● **EXERCISE INSTRUCTIONS**:
(1) Rewrite the part of the article on Microsoft's botnet data that begins at the words "Representatives from the" and stops after "need, he said.", changing "T.J. Campana" to "Campana".
(2) Answer these questions from the article on Microsoft's botnet data.
(a) How many nodes does the cluster Microsoft is testing have?
(b) Data from which botnet does the system currently store, along with other sources?
(c) For how many years has Microsoft been collecting this data, according to Boscovich?

START PASSAGE

New York City – Microsoft has proven that it can take down huge, global botnets like Kelihos, Rustock and Waldec. Now the company is ready to start making the data it acquires in those busts available to governments, law enforcement and customers as a real time threat intelligence feed.
Representatives from the Redmond, Washington software maker told an audience at the International Conference on Cyber Security (ICCS) here that it was testing a new service to distribute threat data from captured botnets and other sources to partners, including foreign governments, Computer Emergency Response Teams (CERTs) and private corporations.
“We collect a tremendous amount of data from our global assets,” said T.J. Campana, a Senior Program Manager in Microsoft Digital Crimes Unit (DCU). Now the company is now working on a way to get slices of that information to its partners, including ISPs, CERTs, government agencies and private companies, based on their need, he said.
Microsoft is beta testing the system internally in recent months. Campana described it as a 70-node cluster running the Apache Hadoop framework on top of Windows Server. It currently stores data culled from the Kelihos botnet in September, 2011 and other sources.
The data includes IP addresses of Kelihos infected systems complemented by other data such as the AS (autonomous system) number and reputation data provided by Microsoft’s Smart Data Network Services (SNDS). Personally identifiable informaiton (PII) would not be part of the threat feed, Campana said.
Microsoft collects the data by leveraging its huge Internet infrastructure, including a load-balanced, 80gb/second global network, to swallow botnets whole – pointing botnet infected hosts to addresses that Microsoft controls, capturing their activity and effectively taking them offline.
Microsoft has long been collecting data from its botnet takedowns, including the Waldec (March 2010) and Rustock (March, 2011) botnets, said Richard Domingues Boscovich, a senior attorney in the Microsoft DCU. “We’ve been doing this for three years, but its been a manual process, working with partners like CERT,” he said. Those partners requested a way to access the captured botnet data more quickly – ideally in real time. Now Microsoft thinks its close to providing that.

END PASSAGE
START EXTRACTED ENTRIES

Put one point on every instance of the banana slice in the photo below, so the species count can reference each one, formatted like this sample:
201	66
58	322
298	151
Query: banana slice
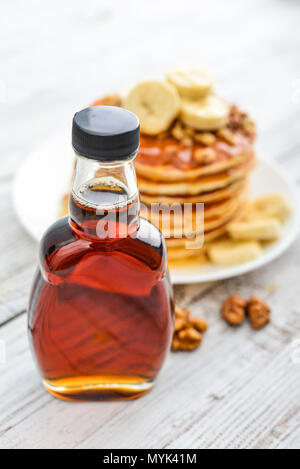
265	229
273	205
155	103
209	113
193	83
231	252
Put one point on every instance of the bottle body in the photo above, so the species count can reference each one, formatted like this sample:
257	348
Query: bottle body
100	312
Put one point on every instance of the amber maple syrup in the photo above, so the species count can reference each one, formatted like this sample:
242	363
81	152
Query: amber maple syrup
100	313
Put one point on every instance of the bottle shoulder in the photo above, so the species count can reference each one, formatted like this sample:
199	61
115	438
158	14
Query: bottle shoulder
61	249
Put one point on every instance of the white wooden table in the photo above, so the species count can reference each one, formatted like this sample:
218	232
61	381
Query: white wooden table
241	389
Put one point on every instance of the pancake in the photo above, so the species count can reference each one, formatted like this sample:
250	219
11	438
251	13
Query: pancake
205	184
209	235
178	227
168	160
231	190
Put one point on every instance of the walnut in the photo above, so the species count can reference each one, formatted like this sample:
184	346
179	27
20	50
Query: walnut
258	312
234	310
187	330
206	138
226	135
248	125
204	155
199	324
180	324
187	141
189	131
177	131
181	312
189	338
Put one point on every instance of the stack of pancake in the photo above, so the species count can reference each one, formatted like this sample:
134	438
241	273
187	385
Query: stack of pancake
171	172
194	149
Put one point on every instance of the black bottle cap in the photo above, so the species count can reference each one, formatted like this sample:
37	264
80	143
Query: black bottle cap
105	133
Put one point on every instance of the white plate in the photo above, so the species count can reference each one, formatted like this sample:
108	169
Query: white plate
45	176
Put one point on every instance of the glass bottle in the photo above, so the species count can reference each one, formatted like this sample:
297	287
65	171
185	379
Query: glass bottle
101	305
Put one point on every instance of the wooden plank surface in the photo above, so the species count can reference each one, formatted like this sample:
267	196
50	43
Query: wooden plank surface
241	388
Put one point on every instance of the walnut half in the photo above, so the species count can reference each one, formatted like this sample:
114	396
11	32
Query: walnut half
187	330
234	310
258	312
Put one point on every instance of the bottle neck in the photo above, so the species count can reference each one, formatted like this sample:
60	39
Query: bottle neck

END EXTRACTED ENTRIES

● **RESULTS**:
(1)
Representatives from the Redmond, Washington software maker told an audience at the International Conference on Cyber Security (ICCS) here that it was testing a new service to distribute threat data from captured botnets and other sources to partners, including foreign governments, Computer Emergency Response Teams (CERTs) and private corporations.
“We collect a tremendous amount of data from our global assets,” said Campana, a Senior Program Manager in Microsoft Digital Crimes Unit (DCU). Now the company is now working on a way to get slices of that information to its partners, including ISPs, CERTs, government agencies and private companies, based on their need, he said.

(2)
(a) It has 70 nodes.
(b) It stores data from the Kelihos botnet.
(c) Microsoft has been collecting the data for three years.